# DIRECTIONS FOR THIS TASK
All lines from the one containing "Where can the striped" to the end of the entries below must be output exactly, and no other lines.
=-=-=-=-=
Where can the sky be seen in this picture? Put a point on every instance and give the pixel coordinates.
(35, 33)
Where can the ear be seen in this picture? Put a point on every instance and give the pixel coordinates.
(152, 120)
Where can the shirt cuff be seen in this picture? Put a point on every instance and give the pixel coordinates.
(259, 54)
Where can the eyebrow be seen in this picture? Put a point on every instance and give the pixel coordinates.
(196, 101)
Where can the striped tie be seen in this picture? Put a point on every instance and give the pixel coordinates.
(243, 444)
=-=-=-=-=
# WRITTEN ANSWER
Where can the striped tie be seen in this picture? Put a point on every instance and give the pixel coordinates.
(243, 444)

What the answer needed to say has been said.